REQUIREMENT: Starting at the line with "locate the clear sky in the photo above." and going on through the line with "locate the ox cart in the photo above.", reproduce each line in the records below exactly and nothing more.

[Referring expression pointing data]
▼

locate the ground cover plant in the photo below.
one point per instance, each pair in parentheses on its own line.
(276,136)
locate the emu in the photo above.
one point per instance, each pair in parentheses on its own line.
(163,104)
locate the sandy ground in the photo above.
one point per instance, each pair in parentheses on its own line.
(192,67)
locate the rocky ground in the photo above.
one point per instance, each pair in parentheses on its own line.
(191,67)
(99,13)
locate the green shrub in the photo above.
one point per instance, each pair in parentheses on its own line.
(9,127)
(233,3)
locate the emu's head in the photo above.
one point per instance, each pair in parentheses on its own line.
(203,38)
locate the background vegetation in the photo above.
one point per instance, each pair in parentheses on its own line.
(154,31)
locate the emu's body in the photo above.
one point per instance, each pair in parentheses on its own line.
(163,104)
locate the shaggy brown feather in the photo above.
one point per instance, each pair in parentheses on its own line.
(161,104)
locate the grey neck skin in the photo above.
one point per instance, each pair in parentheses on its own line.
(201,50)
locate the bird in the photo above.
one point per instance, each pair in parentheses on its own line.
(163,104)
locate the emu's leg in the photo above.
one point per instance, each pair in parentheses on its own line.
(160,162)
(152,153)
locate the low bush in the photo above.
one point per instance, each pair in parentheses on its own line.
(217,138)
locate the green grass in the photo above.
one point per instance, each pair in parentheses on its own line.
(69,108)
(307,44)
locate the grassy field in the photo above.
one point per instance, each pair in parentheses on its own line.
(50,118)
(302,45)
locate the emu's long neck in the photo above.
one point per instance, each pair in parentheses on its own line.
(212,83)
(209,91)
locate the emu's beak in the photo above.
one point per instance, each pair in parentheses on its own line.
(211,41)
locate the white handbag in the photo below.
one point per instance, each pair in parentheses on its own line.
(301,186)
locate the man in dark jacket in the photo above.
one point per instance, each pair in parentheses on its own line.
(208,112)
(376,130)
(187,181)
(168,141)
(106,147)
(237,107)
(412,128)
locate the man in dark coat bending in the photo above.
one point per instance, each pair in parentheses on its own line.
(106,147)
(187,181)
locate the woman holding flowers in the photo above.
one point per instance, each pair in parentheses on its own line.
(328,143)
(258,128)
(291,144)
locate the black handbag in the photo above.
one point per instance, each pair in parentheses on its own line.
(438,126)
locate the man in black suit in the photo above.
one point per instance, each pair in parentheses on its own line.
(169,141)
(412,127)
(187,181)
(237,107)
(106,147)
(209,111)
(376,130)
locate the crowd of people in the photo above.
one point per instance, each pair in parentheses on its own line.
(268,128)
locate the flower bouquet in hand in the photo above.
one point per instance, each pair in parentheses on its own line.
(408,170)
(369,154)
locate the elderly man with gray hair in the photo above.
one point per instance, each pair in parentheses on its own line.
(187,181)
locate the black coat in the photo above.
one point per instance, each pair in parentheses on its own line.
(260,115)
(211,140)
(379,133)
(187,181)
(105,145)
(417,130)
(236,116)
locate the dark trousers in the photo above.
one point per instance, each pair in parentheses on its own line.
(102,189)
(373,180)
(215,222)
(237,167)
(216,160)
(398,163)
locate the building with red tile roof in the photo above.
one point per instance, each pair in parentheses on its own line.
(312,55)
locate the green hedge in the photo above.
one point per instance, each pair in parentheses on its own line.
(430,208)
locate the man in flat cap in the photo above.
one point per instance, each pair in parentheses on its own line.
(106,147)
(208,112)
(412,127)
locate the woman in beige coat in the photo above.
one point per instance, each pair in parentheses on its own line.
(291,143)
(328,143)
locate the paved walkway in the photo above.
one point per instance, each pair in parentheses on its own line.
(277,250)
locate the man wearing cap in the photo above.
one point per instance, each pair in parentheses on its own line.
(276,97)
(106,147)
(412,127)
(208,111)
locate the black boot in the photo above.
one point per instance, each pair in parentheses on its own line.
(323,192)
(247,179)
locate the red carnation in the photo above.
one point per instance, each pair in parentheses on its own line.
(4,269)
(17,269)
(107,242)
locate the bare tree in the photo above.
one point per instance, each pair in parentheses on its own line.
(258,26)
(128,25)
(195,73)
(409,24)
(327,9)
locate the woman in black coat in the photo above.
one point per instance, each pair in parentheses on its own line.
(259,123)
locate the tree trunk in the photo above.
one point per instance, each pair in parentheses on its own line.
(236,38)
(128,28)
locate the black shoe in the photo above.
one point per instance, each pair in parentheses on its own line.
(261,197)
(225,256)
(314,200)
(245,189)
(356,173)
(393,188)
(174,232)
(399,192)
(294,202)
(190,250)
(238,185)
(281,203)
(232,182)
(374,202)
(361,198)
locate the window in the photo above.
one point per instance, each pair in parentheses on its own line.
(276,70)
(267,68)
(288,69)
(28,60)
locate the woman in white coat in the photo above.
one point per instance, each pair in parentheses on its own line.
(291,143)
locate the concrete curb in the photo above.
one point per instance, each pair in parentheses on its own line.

▲
▼

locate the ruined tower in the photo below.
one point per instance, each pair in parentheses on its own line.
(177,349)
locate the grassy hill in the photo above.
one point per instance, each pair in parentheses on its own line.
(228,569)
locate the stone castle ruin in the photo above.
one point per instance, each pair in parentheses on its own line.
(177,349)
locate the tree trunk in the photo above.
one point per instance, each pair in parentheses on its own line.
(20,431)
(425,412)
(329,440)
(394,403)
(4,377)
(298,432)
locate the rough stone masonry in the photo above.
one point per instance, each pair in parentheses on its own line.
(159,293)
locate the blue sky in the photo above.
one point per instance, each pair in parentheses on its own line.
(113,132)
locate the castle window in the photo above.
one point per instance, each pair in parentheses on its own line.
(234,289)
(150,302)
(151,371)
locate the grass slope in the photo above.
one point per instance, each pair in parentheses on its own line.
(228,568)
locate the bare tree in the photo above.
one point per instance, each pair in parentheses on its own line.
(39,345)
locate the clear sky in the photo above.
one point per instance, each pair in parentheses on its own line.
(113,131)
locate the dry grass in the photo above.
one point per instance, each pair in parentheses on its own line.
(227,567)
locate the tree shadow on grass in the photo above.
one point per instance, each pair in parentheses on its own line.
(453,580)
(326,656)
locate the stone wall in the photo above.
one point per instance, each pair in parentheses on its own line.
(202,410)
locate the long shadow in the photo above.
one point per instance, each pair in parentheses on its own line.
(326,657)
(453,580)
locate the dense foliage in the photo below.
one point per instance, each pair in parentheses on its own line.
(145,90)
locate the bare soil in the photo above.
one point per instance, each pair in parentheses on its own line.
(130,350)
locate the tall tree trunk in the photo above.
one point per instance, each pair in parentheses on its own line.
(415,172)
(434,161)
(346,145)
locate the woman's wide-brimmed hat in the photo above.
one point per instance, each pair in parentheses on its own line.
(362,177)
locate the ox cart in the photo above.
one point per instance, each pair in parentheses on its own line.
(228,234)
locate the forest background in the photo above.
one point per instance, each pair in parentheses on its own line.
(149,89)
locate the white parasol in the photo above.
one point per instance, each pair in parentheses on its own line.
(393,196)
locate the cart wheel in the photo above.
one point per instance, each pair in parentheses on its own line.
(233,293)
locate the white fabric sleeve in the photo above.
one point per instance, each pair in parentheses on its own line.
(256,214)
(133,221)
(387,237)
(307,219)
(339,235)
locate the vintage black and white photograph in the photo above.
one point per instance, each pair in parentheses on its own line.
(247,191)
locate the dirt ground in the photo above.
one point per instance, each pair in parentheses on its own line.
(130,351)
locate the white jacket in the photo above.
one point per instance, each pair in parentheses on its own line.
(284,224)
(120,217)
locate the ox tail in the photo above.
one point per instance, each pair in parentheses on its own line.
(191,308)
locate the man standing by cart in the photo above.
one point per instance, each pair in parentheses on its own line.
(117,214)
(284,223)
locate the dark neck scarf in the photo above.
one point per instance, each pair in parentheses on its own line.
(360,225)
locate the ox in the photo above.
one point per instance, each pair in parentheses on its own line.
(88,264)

▲

ANSWER SPACE:
locate the clear sky in the photo above.
one point per instance, each pair in parentheses on its own line.
(113,131)
locate the dry grass in the photo above.
one point per instance, each pair in parentheses on its own line.
(227,567)
locate the tree shadow on grass in the photo above.
one point per instance, each pair in parentheses on its own line.
(453,580)
(326,656)
locate the stone wall in the photo above.
one point per instance, each pair in parentheses on its own line.
(202,410)
locate the long shadow in the photo above.
one point per instance, each pair in parentheses on its own line.
(326,657)
(453,580)
locate the dense foliage in the photo below.
one point per instance, each pair in parentheses on its own line.
(145,90)
locate the bare soil in the photo above.
one point per instance, each pair in parentheses on its own line.
(130,350)
locate the tall tree trunk in the photo above.
one point per instance, each pair in parentheses on its own line.
(415,172)
(434,161)
(346,145)
locate the woman's wide-brimmed hat in the photo above.
one point per instance, each pair in parentheses on its own line.
(362,177)
locate the ox cart in the photo above.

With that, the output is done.